# Where are y'all from:)



## Amandanicole (Jun 20, 2014)

Hey y'all, I've seen people posting on here saying it's almost winter where they lived! Here where I live in Georgia, it's 102 still!


----------



## Emzi00 (May 3, 2013)

Michigan. It's cooling off to around 50° at night right now.


----------



## Amandanicole (Jun 20, 2014)

Wow! I wish it wasn't so hot here :/


----------



## margaret (Aug 30, 2013)

North Carolina. It's been around 80-90 here recently.


----------



## kc8lsk (Jan 10, 2014)

Northern Michigan has never really warmed up this year.


----------



## Summersun (Apr 24, 2014)

New Mexico. Its still in the 90-100s here but we have been getting quite a bit of storms here lately. More lightening and thunder than rain. Just spinkles or quick showers.


----------



## Greybird (May 14, 2014)

Western Washington.
It's in the upper 70s to mid 80s during the day and in the mid 50s at night.
'Works for me!


----------



## ThreeHavens (Oct 20, 2011)

New Jersey! I'm in the pine barrens. It's actually getting chilly here!


----------



## GoatieGranny (Jul 26, 2013)

Wisconsin...it was 86 today and it's been in the 50s overnight. Come on, Autumn!!!


----------



## Chadwick (Jan 24, 2014)

Western Pennsylvania it's cool here this whole year, we have not had any or very few days that hit 90.


----------



## Goatzrule (Feb 7, 2013)

New Hampshire, when it rained here, it would thunder and lighting. About 80 during the day and 50 at night


----------



## RaineyDayFarms (Oct 10, 2013)

Southeast Texas. 100* today, humidity 100%, and I'm enjoying the AC.


----------



## goathiker (Apr 14, 2011)

Oregon Coast, finally cooled down to 86 today. It's been over 100 degrees for the last 2 weeks. NOT normal here at all...


----------



## AintGotNoCreekRanch (Jan 1, 2014)

Souther Texas!! Woot woot! 


❤Chelbi in Southern Texas❤


----------



## In_Clover (Feb 28, 2013)

Southwest Ohio, now a sauna. Humidity so thick you could cut it with a machete. We've had rain for two straight days, bigtime rain. I can't stand the mud. Seems like we always have mud! Clay soil that doesn't drain.


----------



## AintGotNoCreekRanch (Jan 1, 2014)

sorry Ohio 


❤Chelbi in Southern Texas❤


----------



## CaprineDream (Aug 22, 2014)

Montana! And its been about 65° during the day, lots of rain as well.


----------



## AintGotNoCreekRanch (Jan 1, 2014)

Wish we had that weather 


❤Chelbi in Southern Texas❤


----------



## HoosierShadow (Apr 20, 2010)

=======

• **Tasks to perform**:
A. In the thread, how hot does the Oregon Coast poster say it had been for the last two weeks?
B. Write out the passage of the thread between "## kc8lsk (Jan" and "or quick showers.", inclusive, word for word.
The material that comes after the thread is separate from it.

• **Data excerpts**:

=======

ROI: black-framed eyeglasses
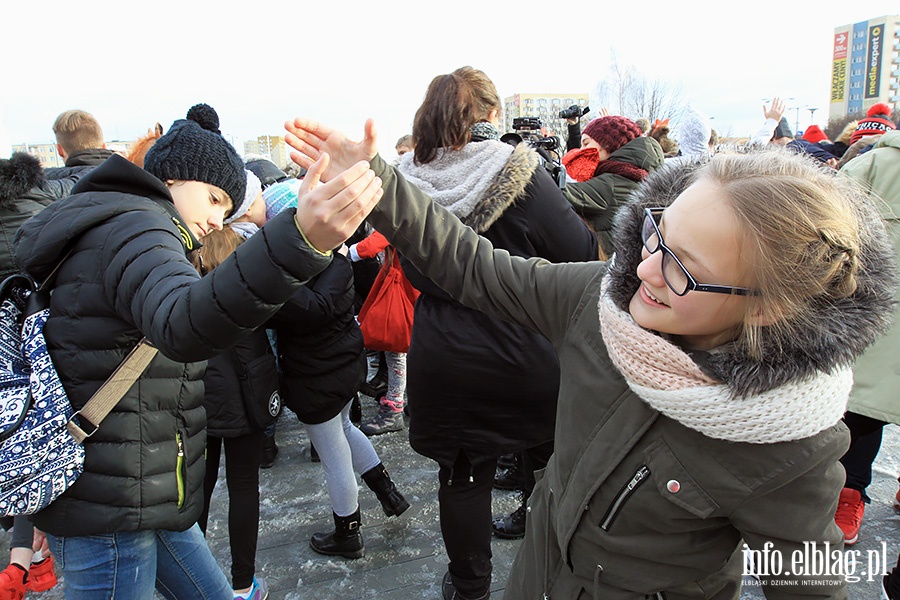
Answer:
[641,208,759,296]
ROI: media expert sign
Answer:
[831,33,847,102]
[866,25,884,98]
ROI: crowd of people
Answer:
[0,67,900,600]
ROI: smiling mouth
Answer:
[641,284,668,306]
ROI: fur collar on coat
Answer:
[609,151,898,397]
[398,140,540,233]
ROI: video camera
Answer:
[559,104,591,119]
[500,117,566,188]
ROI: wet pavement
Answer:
[7,397,900,600]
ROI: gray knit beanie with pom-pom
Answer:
[144,104,247,216]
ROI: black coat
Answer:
[203,327,271,438]
[16,156,330,536]
[401,145,598,466]
[272,254,366,425]
[0,152,87,280]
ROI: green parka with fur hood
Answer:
[369,149,897,600]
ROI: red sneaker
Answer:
[834,488,866,546]
[26,556,56,592]
[0,563,27,600]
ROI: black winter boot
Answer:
[362,463,409,517]
[491,500,528,540]
[309,508,366,558]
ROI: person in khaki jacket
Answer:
[286,118,897,600]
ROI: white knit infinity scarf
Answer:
[397,140,515,219]
[598,276,853,444]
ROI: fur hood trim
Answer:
[609,150,898,397]
[0,152,44,206]
[399,140,540,233]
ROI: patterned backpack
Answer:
[0,266,156,516]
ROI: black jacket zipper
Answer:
[600,465,650,531]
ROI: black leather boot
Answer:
[362,463,409,517]
[309,508,366,558]
[491,500,528,540]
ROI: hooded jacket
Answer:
[15,156,330,536]
[0,152,83,280]
[369,151,897,600]
[563,136,664,257]
[270,254,367,425]
[394,141,598,466]
[841,131,900,424]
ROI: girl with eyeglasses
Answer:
[286,119,897,600]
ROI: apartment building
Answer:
[502,94,590,140]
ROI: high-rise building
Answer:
[12,140,134,169]
[828,16,900,119]
[503,94,590,138]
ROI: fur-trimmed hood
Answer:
[398,140,540,233]
[0,152,45,208]
[609,150,898,396]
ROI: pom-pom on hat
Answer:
[225,169,262,225]
[263,179,300,221]
[584,115,641,154]
[803,125,828,144]
[144,104,247,217]
[850,102,897,146]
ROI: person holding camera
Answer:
[563,115,663,259]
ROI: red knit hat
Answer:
[850,102,897,146]
[562,148,600,181]
[803,125,828,144]
[584,115,641,154]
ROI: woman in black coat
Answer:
[398,67,598,598]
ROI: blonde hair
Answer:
[53,110,103,154]
[191,225,244,275]
[698,150,865,358]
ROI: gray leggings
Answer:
[301,402,381,517]
[2,515,34,550]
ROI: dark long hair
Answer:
[413,67,501,164]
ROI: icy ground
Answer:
[7,397,900,600]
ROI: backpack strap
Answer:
[66,338,159,444]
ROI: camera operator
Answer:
[562,109,663,258]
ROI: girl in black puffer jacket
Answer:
[15,105,380,598]
[191,226,270,598]
[271,193,409,558]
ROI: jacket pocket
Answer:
[600,465,650,531]
[644,439,719,519]
[175,431,187,510]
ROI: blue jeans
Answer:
[47,524,233,600]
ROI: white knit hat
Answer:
[225,169,262,225]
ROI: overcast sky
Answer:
[0,0,900,162]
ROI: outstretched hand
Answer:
[284,117,378,181]
[294,152,384,252]
[763,98,785,121]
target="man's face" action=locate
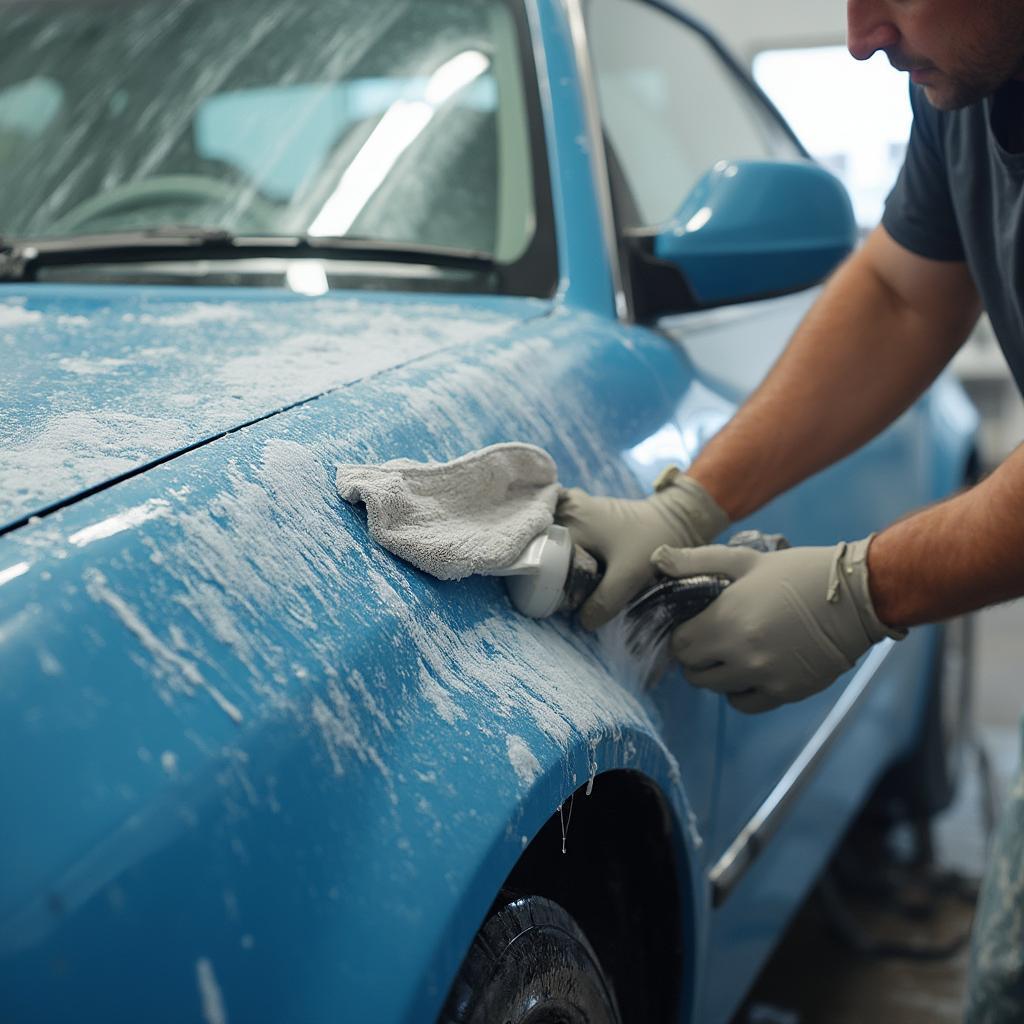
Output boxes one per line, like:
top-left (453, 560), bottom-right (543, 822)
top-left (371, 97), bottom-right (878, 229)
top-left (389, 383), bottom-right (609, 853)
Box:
top-left (847, 0), bottom-right (1024, 111)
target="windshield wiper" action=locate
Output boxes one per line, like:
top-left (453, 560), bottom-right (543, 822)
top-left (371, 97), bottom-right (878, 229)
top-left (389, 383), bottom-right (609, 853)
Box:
top-left (0, 226), bottom-right (498, 281)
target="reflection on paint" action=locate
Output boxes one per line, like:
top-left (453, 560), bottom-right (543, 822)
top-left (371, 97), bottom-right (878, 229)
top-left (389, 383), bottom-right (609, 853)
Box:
top-left (626, 423), bottom-right (690, 469)
top-left (0, 562), bottom-right (32, 587)
top-left (67, 498), bottom-right (170, 548)
top-left (285, 260), bottom-right (329, 295)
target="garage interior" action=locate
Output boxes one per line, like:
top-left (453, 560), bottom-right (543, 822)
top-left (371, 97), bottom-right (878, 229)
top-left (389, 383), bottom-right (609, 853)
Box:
top-left (688, 0), bottom-right (1024, 1024)
top-left (0, 0), bottom-right (1024, 1024)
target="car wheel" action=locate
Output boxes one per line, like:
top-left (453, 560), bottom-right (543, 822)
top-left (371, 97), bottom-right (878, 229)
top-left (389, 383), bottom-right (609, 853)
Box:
top-left (904, 615), bottom-right (976, 817)
top-left (440, 896), bottom-right (622, 1024)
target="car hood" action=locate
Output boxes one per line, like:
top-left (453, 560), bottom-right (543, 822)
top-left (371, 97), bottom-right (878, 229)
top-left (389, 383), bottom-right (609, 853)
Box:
top-left (0, 285), bottom-right (547, 529)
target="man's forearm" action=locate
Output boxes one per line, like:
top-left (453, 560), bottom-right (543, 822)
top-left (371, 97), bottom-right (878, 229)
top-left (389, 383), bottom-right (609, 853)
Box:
top-left (867, 447), bottom-right (1024, 627)
top-left (688, 228), bottom-right (978, 520)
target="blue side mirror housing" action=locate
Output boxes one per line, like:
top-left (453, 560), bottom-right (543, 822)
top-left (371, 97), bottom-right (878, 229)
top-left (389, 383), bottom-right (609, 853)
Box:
top-left (652, 161), bottom-right (857, 306)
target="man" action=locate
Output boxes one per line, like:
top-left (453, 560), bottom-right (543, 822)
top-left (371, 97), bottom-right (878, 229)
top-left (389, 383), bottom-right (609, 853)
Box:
top-left (559, 0), bottom-right (1024, 1021)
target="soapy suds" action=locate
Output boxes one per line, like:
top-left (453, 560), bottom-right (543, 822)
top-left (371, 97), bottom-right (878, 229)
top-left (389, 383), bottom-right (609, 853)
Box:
top-left (0, 298), bottom-right (521, 523)
top-left (84, 568), bottom-right (243, 724)
top-left (46, 325), bottom-right (698, 839)
top-left (0, 302), bottom-right (43, 331)
top-left (507, 735), bottom-right (541, 786)
top-left (196, 956), bottom-right (227, 1024)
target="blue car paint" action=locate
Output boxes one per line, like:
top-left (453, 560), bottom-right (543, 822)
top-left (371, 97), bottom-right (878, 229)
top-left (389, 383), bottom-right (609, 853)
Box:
top-left (654, 160), bottom-right (857, 305)
top-left (0, 286), bottom-right (547, 528)
top-left (0, 292), bottom-right (708, 1020)
top-left (0, 0), bottom-right (969, 1024)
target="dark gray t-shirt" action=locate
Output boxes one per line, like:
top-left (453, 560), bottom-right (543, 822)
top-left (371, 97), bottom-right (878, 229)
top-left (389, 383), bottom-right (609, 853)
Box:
top-left (882, 82), bottom-right (1024, 392)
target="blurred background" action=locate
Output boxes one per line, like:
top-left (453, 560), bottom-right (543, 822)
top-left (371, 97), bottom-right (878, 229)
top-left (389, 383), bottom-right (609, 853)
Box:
top-left (682, 0), bottom-right (1024, 1024)
top-left (682, 0), bottom-right (1024, 469)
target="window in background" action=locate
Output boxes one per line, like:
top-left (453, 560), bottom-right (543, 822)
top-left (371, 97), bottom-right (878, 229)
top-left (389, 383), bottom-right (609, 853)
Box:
top-left (588, 0), bottom-right (798, 227)
top-left (754, 46), bottom-right (911, 230)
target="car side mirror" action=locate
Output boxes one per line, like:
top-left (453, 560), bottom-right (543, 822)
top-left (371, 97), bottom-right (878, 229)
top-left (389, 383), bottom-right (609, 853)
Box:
top-left (634, 155), bottom-right (857, 313)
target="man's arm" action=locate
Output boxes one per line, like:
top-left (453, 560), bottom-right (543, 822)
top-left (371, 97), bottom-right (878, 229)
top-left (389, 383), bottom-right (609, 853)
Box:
top-left (556, 227), bottom-right (980, 629)
top-left (867, 446), bottom-right (1024, 627)
top-left (688, 227), bottom-right (980, 520)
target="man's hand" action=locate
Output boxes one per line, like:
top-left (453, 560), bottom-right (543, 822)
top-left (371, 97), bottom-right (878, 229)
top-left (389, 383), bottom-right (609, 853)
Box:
top-left (651, 538), bottom-right (906, 713)
top-left (555, 475), bottom-right (729, 630)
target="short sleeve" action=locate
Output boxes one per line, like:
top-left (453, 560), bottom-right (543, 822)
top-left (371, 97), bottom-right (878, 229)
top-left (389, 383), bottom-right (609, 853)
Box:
top-left (882, 86), bottom-right (966, 260)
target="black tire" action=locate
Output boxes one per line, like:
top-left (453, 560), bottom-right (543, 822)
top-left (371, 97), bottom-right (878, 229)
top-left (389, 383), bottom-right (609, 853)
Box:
top-left (898, 614), bottom-right (976, 817)
top-left (439, 896), bottom-right (622, 1024)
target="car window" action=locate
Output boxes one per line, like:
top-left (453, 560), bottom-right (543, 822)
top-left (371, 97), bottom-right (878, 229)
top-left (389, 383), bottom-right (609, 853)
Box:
top-left (0, 0), bottom-right (539, 262)
top-left (587, 0), bottom-right (803, 227)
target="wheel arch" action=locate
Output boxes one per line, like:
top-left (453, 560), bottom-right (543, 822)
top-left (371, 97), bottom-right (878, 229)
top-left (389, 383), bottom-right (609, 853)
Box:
top-left (496, 769), bottom-right (698, 1022)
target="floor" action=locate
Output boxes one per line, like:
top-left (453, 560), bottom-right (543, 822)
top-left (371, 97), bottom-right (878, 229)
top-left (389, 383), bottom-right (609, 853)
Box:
top-left (732, 602), bottom-right (1024, 1024)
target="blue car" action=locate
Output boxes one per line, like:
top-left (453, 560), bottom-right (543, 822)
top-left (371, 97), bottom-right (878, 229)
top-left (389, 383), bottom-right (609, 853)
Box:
top-left (0, 0), bottom-right (976, 1024)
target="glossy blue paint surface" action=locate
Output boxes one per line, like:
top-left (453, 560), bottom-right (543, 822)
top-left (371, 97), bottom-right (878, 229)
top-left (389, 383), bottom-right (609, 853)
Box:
top-left (0, 0), bottom-right (974, 1024)
top-left (654, 161), bottom-right (857, 305)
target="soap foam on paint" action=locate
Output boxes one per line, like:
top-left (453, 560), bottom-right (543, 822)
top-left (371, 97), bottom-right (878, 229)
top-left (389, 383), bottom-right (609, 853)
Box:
top-left (508, 735), bottom-right (541, 786)
top-left (0, 298), bottom-right (522, 523)
top-left (58, 315), bottom-right (699, 844)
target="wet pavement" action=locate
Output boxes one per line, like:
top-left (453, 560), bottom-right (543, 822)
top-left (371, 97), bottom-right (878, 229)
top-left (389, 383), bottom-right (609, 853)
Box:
top-left (732, 602), bottom-right (1024, 1024)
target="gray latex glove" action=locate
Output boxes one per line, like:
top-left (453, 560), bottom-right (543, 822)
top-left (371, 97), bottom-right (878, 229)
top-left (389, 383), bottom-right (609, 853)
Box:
top-left (651, 535), bottom-right (906, 713)
top-left (555, 473), bottom-right (729, 630)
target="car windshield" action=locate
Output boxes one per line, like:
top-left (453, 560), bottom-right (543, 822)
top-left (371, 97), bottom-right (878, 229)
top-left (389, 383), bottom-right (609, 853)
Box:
top-left (0, 0), bottom-right (538, 264)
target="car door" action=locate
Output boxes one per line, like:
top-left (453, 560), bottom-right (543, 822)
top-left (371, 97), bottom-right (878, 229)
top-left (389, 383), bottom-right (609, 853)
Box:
top-left (587, 0), bottom-right (920, 858)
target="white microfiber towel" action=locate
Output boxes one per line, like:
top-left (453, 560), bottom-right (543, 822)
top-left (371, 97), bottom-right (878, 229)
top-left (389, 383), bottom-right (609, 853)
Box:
top-left (337, 443), bottom-right (558, 580)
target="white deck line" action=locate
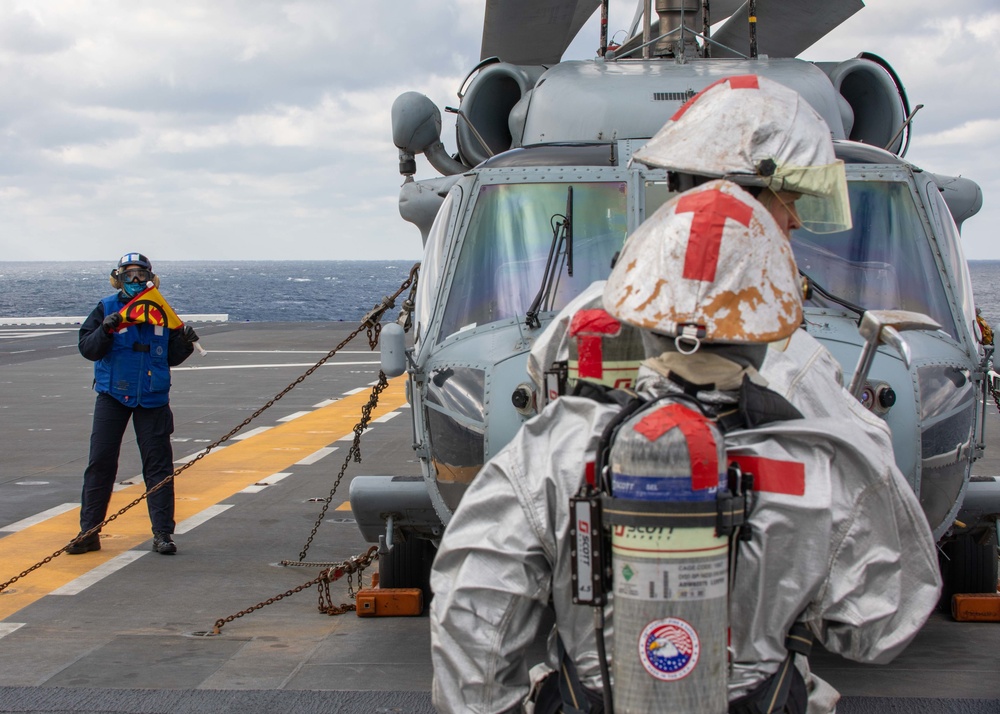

=======

• **In response**:
A. Over 100 degrees.

B.
## kc8lsk (Jan 10, 2014)

Northern Michigan has never really warmed up this year.


----------



## Summersun (Apr 24, 2014)

New Mexico. Its still in the 90-100s here but we have been getting quite a bit of storms here lately. More lightening and thunder than rain. Just spinkles or quick showers.